[Material for this exercise]
- Opening Delimiter -
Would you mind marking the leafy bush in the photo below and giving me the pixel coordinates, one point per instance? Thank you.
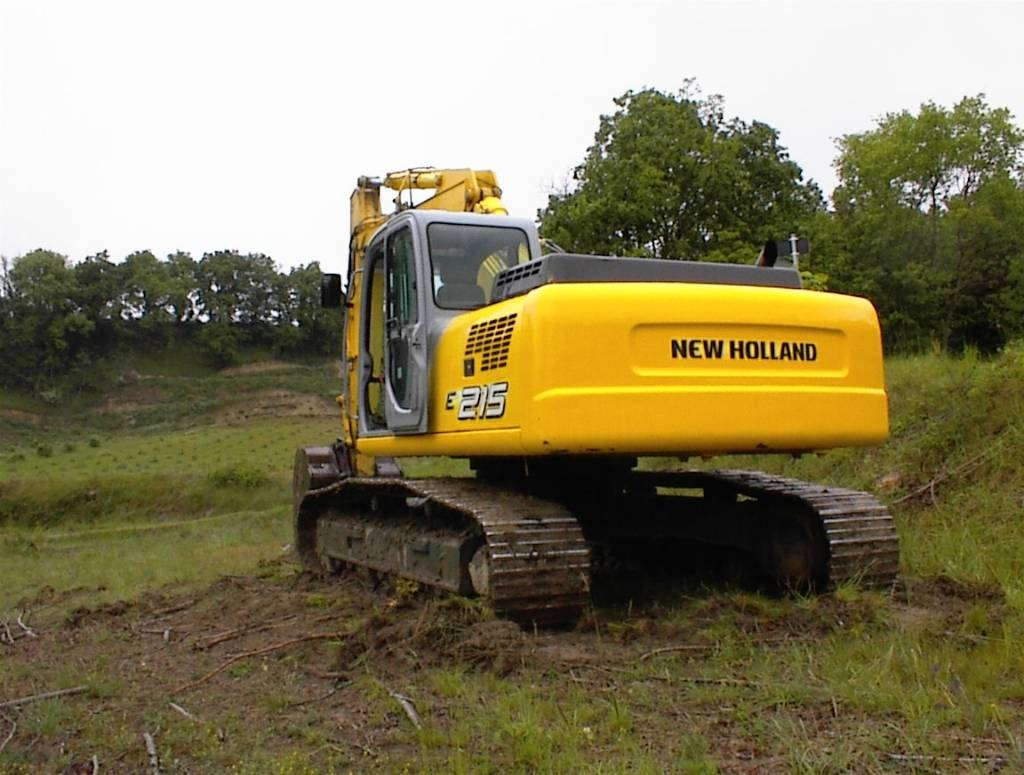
(238, 475)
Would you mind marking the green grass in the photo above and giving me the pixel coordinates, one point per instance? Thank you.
(839, 683)
(147, 556)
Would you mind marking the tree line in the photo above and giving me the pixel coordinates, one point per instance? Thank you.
(927, 220)
(61, 321)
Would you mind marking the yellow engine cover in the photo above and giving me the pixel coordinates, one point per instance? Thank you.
(654, 369)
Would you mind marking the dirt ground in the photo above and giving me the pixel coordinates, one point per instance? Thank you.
(283, 661)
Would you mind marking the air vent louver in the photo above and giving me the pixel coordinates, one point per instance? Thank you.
(491, 341)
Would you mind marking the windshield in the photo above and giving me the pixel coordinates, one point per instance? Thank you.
(465, 259)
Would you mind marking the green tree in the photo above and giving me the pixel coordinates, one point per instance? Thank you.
(44, 335)
(924, 212)
(668, 176)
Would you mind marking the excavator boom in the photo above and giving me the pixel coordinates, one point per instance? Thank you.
(552, 375)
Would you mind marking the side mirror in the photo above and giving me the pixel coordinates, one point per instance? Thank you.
(331, 291)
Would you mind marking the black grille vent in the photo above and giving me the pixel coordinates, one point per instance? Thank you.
(491, 340)
(511, 280)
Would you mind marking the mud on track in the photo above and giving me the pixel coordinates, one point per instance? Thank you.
(282, 671)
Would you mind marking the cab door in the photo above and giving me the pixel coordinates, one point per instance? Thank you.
(404, 336)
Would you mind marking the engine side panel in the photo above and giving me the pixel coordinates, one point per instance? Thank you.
(654, 369)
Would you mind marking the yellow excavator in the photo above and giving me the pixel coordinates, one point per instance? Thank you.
(552, 374)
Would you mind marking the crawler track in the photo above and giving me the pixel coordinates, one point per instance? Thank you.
(525, 555)
(857, 531)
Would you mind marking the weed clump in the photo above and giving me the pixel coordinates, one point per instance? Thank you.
(238, 475)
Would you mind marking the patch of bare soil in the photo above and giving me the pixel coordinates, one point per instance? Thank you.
(286, 661)
(24, 418)
(276, 403)
(260, 367)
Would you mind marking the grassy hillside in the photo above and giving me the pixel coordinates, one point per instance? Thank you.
(180, 478)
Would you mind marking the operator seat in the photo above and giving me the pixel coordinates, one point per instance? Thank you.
(459, 289)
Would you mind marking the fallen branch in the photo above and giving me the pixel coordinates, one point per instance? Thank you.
(28, 631)
(957, 760)
(334, 690)
(161, 612)
(667, 649)
(940, 477)
(326, 675)
(239, 632)
(10, 735)
(407, 705)
(180, 709)
(151, 749)
(44, 695)
(246, 654)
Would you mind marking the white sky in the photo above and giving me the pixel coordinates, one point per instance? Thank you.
(210, 125)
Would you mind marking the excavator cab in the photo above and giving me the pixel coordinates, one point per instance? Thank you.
(423, 269)
(551, 374)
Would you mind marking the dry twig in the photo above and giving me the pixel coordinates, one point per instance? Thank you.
(241, 631)
(246, 654)
(161, 612)
(334, 690)
(940, 477)
(151, 749)
(10, 735)
(407, 705)
(180, 709)
(958, 760)
(44, 695)
(28, 631)
(667, 649)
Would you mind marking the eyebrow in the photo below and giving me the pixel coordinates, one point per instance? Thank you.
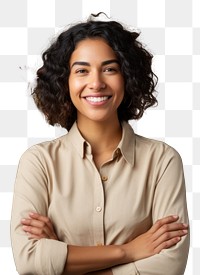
(106, 62)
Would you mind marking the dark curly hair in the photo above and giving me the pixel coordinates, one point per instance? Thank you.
(51, 93)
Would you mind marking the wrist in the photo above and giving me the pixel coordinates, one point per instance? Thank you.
(128, 254)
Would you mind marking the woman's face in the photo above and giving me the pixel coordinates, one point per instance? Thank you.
(96, 83)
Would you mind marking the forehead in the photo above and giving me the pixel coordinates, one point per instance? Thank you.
(92, 49)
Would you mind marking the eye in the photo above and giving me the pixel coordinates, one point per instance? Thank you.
(81, 71)
(111, 70)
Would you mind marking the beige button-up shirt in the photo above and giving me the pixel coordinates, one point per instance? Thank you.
(142, 182)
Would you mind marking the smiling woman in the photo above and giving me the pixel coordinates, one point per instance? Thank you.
(101, 199)
(96, 84)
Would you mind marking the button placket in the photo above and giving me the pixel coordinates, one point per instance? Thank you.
(98, 216)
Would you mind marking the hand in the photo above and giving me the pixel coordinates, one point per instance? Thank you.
(164, 234)
(38, 227)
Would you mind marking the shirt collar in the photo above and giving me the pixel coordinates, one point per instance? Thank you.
(127, 143)
(126, 146)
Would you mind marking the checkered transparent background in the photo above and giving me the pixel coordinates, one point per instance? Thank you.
(171, 31)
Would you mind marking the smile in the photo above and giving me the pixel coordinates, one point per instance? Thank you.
(97, 99)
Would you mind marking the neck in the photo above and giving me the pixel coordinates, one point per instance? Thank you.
(102, 136)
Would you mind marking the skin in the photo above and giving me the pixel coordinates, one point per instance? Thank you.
(97, 89)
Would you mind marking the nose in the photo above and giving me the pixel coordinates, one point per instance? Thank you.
(96, 82)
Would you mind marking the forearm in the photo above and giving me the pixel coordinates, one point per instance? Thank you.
(82, 260)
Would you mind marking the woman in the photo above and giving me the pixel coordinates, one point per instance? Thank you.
(101, 199)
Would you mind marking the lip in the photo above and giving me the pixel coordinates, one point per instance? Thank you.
(92, 100)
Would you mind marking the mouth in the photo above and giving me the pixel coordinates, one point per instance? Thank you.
(97, 99)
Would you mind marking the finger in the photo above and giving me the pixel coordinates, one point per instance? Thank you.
(169, 236)
(41, 218)
(172, 229)
(167, 244)
(159, 223)
(35, 237)
(33, 222)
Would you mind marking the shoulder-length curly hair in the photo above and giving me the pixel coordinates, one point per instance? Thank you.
(51, 93)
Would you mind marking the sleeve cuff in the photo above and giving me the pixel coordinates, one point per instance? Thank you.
(125, 269)
(50, 257)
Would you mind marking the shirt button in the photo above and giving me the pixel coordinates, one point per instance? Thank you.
(98, 208)
(104, 178)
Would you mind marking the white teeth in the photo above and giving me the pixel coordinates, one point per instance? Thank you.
(97, 99)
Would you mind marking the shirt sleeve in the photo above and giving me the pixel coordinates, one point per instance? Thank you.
(31, 194)
(169, 199)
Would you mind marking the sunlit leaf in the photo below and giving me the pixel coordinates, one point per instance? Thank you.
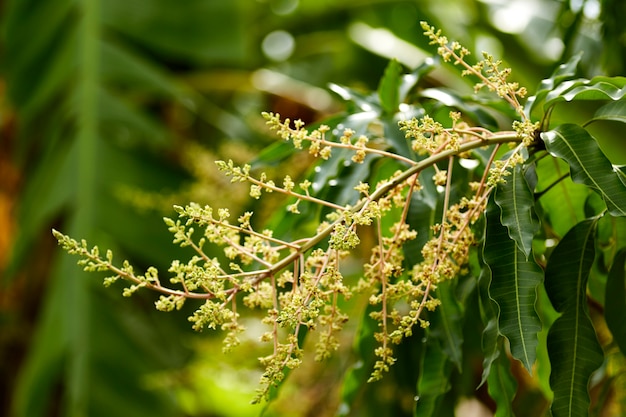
(447, 325)
(572, 344)
(434, 381)
(489, 312)
(502, 385)
(388, 89)
(513, 287)
(598, 88)
(615, 300)
(562, 73)
(516, 202)
(588, 165)
(615, 111)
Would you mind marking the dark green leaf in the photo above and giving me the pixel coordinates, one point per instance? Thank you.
(562, 73)
(517, 202)
(502, 385)
(434, 381)
(615, 300)
(615, 110)
(561, 200)
(572, 344)
(388, 89)
(446, 323)
(513, 287)
(588, 165)
(598, 88)
(489, 313)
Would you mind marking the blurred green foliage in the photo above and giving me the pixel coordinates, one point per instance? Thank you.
(102, 97)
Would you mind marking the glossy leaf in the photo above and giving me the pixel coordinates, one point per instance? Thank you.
(434, 381)
(561, 201)
(615, 111)
(588, 165)
(615, 300)
(598, 88)
(563, 72)
(513, 287)
(388, 89)
(501, 385)
(517, 202)
(446, 323)
(489, 311)
(572, 344)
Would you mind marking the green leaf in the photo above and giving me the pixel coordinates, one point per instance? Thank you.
(451, 98)
(489, 314)
(588, 165)
(513, 287)
(598, 88)
(388, 89)
(446, 323)
(572, 344)
(517, 202)
(562, 73)
(615, 300)
(615, 110)
(561, 201)
(433, 382)
(501, 385)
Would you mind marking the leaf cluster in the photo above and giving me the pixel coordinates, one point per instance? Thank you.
(456, 211)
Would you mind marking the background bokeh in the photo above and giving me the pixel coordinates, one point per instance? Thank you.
(113, 111)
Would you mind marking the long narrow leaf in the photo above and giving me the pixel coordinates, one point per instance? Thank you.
(433, 382)
(615, 110)
(502, 386)
(615, 300)
(513, 287)
(446, 324)
(388, 90)
(562, 73)
(598, 88)
(588, 165)
(572, 344)
(516, 202)
(489, 312)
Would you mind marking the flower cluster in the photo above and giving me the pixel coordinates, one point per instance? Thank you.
(299, 284)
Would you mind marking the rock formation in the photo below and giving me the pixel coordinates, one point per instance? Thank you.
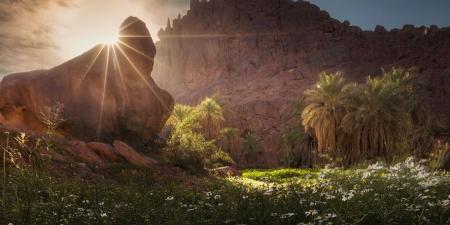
(107, 93)
(262, 54)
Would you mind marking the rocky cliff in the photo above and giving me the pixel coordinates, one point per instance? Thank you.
(259, 55)
(106, 93)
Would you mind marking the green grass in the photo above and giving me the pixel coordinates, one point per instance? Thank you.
(407, 193)
(281, 175)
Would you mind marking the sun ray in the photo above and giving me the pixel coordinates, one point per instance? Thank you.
(119, 69)
(142, 76)
(89, 68)
(128, 25)
(222, 35)
(99, 128)
(144, 55)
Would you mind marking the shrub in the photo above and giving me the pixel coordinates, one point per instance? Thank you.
(187, 146)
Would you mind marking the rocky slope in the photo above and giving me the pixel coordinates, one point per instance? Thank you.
(259, 55)
(106, 93)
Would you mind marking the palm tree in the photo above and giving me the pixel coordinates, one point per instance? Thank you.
(228, 136)
(211, 115)
(326, 106)
(375, 120)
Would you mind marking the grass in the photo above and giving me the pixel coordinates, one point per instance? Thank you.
(406, 193)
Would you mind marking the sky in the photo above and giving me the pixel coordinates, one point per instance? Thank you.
(39, 34)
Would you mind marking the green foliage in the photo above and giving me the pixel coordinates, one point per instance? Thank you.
(221, 158)
(187, 146)
(380, 118)
(281, 176)
(402, 194)
(51, 117)
(211, 116)
(228, 139)
(326, 106)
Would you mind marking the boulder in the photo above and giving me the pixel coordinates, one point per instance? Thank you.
(105, 151)
(131, 155)
(106, 93)
(80, 151)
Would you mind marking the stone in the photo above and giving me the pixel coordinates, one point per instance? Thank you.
(132, 156)
(107, 93)
(105, 151)
(259, 56)
(80, 151)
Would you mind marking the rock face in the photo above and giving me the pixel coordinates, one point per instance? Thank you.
(107, 93)
(262, 54)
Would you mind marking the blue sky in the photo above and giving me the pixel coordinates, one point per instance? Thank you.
(389, 13)
(36, 34)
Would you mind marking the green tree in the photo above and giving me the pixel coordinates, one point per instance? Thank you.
(326, 106)
(385, 113)
(179, 113)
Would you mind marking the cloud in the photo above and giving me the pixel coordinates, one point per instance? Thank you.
(25, 34)
(39, 34)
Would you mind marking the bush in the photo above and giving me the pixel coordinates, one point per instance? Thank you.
(187, 146)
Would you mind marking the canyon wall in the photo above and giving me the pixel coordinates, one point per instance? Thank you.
(260, 55)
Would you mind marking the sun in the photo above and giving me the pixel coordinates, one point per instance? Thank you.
(111, 39)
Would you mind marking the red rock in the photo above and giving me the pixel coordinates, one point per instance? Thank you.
(260, 55)
(80, 150)
(107, 92)
(105, 151)
(131, 155)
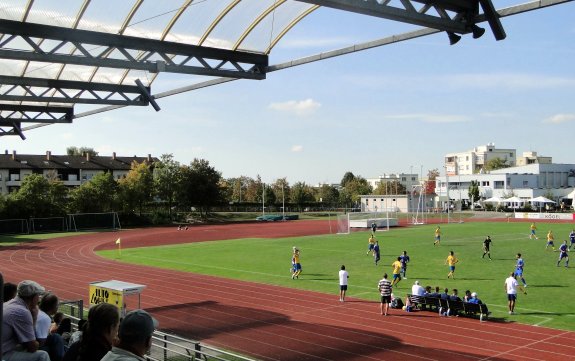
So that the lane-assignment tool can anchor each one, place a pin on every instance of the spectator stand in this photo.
(450, 307)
- Closing Delimiter -
[Task details] Beginning at the line that contains "Would you mind marking the sun in", transcribe it and every later line through the last line of the data above, exactly, and drop the pictures.

[Solution for this exercise]
Would you mind marking the sun in the photo above and giving me the pixel coordinates, one point per instance? Thank you.
(111, 39)
Would you mind marking the red rock in the photo above and giving me the pixel coordinates, one point per instance? Thank you.
(260, 55)
(80, 150)
(107, 92)
(105, 151)
(131, 155)
So that the lane-assignment tool can anchor each one, place a pin on every instance of the spectator stand in this photo.
(450, 307)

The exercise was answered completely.